>>>>>

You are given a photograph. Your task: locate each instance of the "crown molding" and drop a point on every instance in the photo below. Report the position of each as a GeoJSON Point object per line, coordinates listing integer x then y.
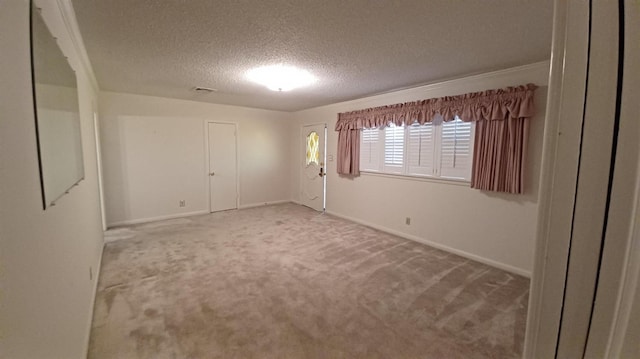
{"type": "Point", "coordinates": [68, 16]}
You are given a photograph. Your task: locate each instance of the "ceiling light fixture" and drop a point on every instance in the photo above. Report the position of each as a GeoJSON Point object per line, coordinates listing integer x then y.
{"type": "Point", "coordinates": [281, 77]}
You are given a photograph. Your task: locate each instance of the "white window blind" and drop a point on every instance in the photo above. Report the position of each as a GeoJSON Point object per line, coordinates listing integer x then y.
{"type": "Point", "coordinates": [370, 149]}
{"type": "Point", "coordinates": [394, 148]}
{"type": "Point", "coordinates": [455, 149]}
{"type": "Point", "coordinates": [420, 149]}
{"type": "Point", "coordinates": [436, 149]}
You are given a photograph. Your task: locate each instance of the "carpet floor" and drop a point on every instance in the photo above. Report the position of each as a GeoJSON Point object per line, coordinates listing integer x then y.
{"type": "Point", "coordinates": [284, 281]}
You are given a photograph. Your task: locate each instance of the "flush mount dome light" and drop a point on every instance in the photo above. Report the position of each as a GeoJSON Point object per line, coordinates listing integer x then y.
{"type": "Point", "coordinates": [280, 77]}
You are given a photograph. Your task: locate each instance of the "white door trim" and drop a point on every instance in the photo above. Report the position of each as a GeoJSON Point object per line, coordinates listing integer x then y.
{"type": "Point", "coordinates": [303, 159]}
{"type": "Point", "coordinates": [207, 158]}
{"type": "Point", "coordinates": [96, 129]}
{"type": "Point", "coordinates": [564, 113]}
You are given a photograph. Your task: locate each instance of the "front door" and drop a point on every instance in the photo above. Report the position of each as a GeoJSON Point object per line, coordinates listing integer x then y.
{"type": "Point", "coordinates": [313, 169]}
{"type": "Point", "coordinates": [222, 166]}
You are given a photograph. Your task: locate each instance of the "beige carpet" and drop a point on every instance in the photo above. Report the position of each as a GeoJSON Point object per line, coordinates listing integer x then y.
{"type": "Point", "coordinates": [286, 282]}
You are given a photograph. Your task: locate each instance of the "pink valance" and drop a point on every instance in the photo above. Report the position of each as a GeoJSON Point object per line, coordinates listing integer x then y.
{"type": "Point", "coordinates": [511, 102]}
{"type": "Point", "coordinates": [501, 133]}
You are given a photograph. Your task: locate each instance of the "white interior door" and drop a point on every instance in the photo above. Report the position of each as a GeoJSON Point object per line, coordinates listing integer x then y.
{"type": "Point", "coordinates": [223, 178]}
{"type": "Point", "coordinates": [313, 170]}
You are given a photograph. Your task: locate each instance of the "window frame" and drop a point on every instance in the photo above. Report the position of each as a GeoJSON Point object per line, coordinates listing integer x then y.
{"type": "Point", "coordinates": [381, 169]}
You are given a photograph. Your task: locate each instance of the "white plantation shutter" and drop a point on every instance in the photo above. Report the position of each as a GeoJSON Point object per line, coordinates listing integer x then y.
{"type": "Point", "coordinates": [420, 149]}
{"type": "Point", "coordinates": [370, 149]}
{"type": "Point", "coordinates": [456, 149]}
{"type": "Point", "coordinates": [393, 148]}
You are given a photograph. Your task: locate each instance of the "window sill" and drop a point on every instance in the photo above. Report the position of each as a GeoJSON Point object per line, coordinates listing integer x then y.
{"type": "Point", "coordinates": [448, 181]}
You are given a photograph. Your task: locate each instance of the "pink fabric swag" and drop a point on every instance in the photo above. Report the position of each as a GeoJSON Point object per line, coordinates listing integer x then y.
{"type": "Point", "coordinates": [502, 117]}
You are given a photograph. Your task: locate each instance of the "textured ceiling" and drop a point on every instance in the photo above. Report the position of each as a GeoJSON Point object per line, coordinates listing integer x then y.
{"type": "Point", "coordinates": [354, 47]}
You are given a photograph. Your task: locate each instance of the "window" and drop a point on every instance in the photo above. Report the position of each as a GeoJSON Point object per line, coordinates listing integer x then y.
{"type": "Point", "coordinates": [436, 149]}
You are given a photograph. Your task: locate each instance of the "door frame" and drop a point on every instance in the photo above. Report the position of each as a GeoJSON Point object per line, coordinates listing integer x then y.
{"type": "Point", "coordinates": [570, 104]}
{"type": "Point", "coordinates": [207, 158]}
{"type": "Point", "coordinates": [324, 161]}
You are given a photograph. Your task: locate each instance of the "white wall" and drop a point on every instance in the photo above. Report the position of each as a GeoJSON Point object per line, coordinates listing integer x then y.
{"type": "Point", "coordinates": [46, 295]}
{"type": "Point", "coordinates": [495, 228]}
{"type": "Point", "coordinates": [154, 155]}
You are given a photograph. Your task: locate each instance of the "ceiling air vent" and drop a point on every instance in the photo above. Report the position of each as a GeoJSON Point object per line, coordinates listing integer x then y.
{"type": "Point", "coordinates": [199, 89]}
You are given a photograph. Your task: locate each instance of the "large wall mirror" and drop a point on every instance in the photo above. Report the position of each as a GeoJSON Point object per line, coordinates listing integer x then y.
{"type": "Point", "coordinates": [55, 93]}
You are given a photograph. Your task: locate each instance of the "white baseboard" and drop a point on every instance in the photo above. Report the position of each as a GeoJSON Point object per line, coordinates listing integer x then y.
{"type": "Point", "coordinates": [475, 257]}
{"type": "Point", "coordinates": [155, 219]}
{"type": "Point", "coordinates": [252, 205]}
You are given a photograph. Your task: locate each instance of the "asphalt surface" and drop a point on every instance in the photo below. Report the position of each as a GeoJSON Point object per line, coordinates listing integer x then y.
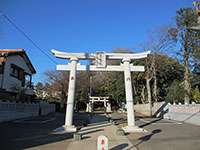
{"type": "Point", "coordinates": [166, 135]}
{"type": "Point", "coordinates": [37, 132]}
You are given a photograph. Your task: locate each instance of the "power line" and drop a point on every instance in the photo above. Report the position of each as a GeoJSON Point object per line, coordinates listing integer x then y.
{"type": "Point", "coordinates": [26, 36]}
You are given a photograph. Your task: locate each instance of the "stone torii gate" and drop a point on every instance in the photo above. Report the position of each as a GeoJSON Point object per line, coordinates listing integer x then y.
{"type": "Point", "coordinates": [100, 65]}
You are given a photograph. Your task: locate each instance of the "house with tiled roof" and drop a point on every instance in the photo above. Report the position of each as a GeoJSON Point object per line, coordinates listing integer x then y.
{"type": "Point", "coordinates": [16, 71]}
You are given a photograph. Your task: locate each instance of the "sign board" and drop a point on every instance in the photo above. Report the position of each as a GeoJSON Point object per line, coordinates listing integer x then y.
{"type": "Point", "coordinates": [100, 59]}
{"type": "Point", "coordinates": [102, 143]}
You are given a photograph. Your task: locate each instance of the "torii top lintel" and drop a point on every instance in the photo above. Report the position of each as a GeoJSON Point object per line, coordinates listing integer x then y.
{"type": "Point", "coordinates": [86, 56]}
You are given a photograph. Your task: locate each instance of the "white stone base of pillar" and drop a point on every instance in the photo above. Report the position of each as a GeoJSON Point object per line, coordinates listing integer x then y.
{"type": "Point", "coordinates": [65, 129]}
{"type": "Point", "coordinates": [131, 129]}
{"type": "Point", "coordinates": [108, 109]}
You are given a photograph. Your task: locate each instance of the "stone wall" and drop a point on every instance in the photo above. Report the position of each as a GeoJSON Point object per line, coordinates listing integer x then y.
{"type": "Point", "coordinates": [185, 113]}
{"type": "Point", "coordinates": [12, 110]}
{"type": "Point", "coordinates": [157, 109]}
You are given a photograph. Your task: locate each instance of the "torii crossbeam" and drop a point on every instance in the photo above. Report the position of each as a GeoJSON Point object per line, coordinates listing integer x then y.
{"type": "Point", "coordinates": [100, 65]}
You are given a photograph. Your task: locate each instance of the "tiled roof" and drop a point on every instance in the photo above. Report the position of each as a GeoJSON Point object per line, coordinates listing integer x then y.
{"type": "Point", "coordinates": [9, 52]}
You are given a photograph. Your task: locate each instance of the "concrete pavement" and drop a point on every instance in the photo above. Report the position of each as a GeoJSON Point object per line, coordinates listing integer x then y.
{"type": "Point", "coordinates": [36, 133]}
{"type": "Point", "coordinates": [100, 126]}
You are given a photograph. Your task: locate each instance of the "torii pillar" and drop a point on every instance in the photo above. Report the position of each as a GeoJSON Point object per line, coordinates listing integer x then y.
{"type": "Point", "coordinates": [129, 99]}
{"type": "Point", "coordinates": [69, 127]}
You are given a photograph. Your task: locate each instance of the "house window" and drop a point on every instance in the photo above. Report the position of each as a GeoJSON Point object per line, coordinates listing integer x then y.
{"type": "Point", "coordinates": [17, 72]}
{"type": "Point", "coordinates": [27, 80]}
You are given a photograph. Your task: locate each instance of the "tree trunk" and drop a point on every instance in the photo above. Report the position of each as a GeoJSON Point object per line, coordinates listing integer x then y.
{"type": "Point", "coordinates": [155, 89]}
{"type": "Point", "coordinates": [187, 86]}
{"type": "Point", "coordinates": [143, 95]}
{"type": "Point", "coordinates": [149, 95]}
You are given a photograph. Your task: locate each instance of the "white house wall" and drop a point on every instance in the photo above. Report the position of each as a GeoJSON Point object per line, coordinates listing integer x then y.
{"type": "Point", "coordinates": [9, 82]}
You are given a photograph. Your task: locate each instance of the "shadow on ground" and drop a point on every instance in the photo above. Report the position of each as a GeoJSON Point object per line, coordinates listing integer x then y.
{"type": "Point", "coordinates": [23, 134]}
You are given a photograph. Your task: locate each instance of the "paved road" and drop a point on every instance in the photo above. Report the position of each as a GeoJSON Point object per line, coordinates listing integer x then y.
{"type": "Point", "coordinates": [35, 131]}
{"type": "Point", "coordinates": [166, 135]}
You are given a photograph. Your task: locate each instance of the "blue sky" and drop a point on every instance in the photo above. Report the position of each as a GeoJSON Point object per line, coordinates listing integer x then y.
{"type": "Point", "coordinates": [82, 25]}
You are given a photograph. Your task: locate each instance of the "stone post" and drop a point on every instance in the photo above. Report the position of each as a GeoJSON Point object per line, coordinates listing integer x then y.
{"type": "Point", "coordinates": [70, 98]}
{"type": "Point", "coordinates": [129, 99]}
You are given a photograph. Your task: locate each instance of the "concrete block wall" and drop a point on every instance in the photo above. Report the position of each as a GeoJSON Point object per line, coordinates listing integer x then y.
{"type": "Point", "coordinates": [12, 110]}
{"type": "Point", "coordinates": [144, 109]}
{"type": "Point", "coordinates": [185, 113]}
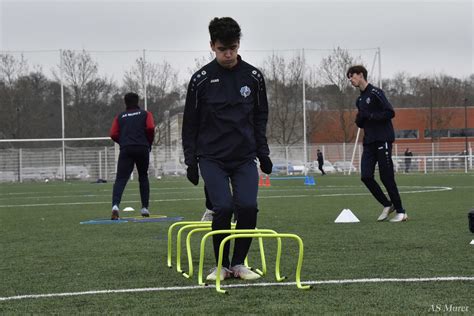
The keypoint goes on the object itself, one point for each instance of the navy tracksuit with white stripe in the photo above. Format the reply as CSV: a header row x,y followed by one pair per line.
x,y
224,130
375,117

<<<<<

The lines from the one holding "The keypoint goes" through the end of the listing above are to be written out exactly, both ends included, and no others.

The keypoint goes on the object itself, one point for each instance of the navy tracksuit with white stripe in the photo above. Format the reply as CSV: a header row x,y followed by one pair per line.
x,y
224,130
375,117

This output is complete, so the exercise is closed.